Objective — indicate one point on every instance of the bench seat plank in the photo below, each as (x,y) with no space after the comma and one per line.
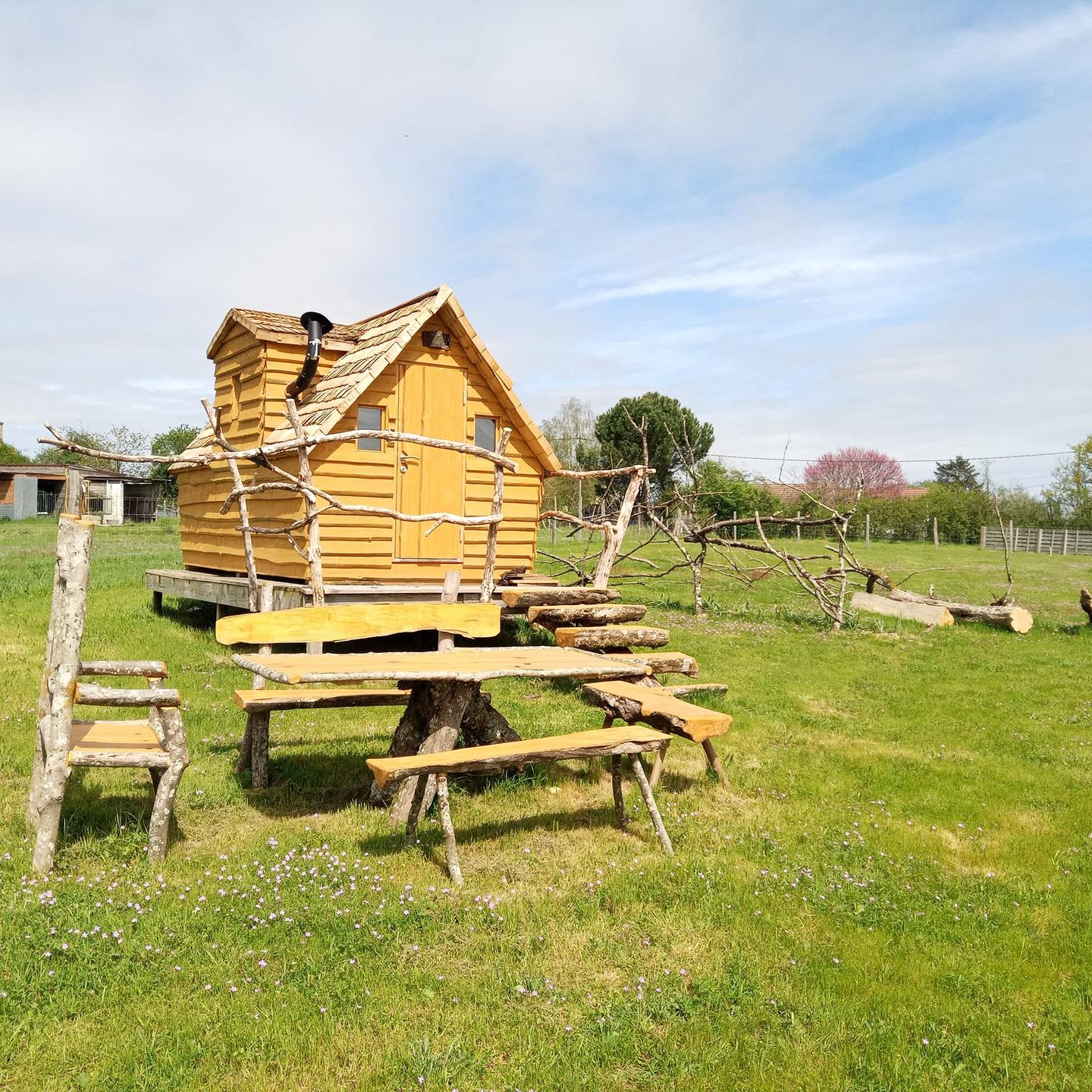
(333,698)
(664,710)
(353,622)
(627,739)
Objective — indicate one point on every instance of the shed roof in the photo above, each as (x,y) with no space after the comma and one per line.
(372,344)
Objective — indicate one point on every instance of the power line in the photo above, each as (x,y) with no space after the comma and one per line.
(973,459)
(802,459)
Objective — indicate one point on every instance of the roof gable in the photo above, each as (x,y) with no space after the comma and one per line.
(372,344)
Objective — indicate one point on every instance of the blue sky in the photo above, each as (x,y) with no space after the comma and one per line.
(817,224)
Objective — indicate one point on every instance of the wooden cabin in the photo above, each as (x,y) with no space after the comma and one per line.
(419,367)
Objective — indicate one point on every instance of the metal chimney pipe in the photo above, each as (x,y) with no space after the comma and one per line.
(317,325)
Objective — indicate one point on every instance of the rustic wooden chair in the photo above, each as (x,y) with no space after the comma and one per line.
(156,744)
(340,623)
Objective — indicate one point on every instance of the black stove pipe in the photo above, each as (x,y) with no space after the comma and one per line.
(317,325)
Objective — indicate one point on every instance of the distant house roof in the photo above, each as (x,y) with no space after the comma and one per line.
(784,491)
(372,344)
(96,473)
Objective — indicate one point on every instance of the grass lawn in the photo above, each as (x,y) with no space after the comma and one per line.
(896,895)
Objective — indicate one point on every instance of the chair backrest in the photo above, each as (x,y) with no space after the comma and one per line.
(353,622)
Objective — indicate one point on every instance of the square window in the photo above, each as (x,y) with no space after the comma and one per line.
(485,432)
(369,417)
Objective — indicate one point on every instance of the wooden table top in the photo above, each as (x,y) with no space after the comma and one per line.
(458,665)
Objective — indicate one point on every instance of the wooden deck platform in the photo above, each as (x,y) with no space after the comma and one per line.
(228,591)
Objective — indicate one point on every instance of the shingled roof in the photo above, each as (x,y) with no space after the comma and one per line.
(372,344)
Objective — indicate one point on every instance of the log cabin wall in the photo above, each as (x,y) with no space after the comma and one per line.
(251,377)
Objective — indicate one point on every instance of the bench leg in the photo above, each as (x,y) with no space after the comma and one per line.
(243,762)
(416,806)
(616,786)
(165,791)
(449,831)
(657,768)
(651,805)
(714,761)
(259,751)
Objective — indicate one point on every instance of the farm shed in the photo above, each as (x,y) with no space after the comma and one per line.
(419,369)
(30,489)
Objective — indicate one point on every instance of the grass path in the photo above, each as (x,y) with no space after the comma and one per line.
(896,893)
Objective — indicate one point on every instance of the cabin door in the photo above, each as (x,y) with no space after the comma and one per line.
(431,402)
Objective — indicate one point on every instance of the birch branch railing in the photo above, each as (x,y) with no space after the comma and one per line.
(303,484)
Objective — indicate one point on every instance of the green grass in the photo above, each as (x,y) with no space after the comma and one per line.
(895,895)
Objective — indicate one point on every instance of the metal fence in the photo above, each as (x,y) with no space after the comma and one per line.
(1037,540)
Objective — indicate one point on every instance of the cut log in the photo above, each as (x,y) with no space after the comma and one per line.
(1008,616)
(610,637)
(688,688)
(555,596)
(924,613)
(661,663)
(587,614)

____

PROBLEM: Would you restate the listing word for word without its pictures?

FINISHED EXERCISE:
Objective — indicate one point on every instance of the bench seat plank in the photo below, each as (x,y) with no space after the comma and one per line.
(333,698)
(664,710)
(353,622)
(627,739)
Objective — indicate one point on every instance of the shed roof in the photo above, each as (x,y) with no space after the comma and one per line.
(372,344)
Objective — indicate one point on every instance of the power line in the photo above, each as (x,y) with no space after the comma and one per line.
(973,459)
(802,459)
Objective — indicate one point on every instance of the roof gable in the photo above, each as (x,y) with no space after the comma and one per line.
(372,344)
Objective — indicate one point on every instance of the blue sky in the photo above, each as (x,y) with no space after the comma and one per line.
(817,224)
Objective — indicate one point on every instance of the wooden cabin in the photo above, each as (x,y) with no space after the comma and one per line.
(419,367)
Objective — indicate one point on every instance of the metal chimney pipe in the photo above, each as (x,y) with no space after the comma and one per line.
(317,325)
Objective — indicate one point on every instance of the rustic wooden chair in the photo above, each as (x,y) with no space after the comma and one per line.
(156,744)
(340,623)
Objective — indicate one point on every instance of the black stove pipe in the photo above, each as (x,y) with no space after the comma and one per line.
(317,325)
Objective — indicate one point on every instance of the distant house roof in the photo above, each as (x,y) with no space after the comma and one per line.
(784,491)
(372,344)
(96,473)
Objective — indicate one point on every instance of the grass lawn in the photo above, each as (x,y) with no space after the comma and one per line.
(896,895)
Objective — indicate one point on every instance of the chair backrest in the photo above, each as (x,y) with no space after the comma and one per line.
(353,622)
Objective — indicate one point on every instance of the square window in the photo above, each as (x,y) with no space after the comma and one per line.
(485,432)
(369,417)
Objective — indicate one point on every instance of the wooden table top in the photo above, each as (x,y) with no space after the comma and one per line.
(458,665)
Objective — indicate one point on every instance of the wooden deck platform in the photo above, each as (x,y) with no space after the comma and one per line.
(228,591)
Objective — indicate one point on every instance of the shingled roof in the photo above, each as (x,y) with no space after the comma and one per line.
(372,344)
Objective — indicate one point on every instance of the log cabin wall in the photo above, each as (x,y) with no space after the comma and one per line.
(251,377)
Objective — indicate one point on every instance of the bench leg in the photo above, each as (x,y) with no space after the comma and one per line.
(243,762)
(416,806)
(616,786)
(165,791)
(449,831)
(657,768)
(651,805)
(714,761)
(259,751)
Objective — indicate one point on every instance of the farm shed in the photo above, each as (x,y) with no space after the comma and one per line.
(419,369)
(30,489)
Objective — indicate one point on every instance of the grass path in the photo above, each as (x,y) with no space after the comma and one per line.
(896,893)
Objective — indicate one point on every instance of the cabin door in the photo above, each as (x,y) with no space after the comma and one per line.
(431,402)
Objective — indicate one point on every instance of the birch branch railing in the photo above, each as (x,y) with no space after the comma and one per line.
(303,484)
Objective — indicate one point on every instance of the green grass in the photo above, each as (x,y) with no space after the comma and one per line.
(895,895)
Objective — indicate one point on every instance of the metal fence in the photo above, each as (x,y) with no space after the comma and one per line.
(1037,540)
Objective — indicate one point on every instance of the cut log in the photo above, each as (x,y) with no space after the comma and one per line.
(1008,616)
(610,637)
(688,688)
(555,596)
(924,613)
(661,663)
(587,614)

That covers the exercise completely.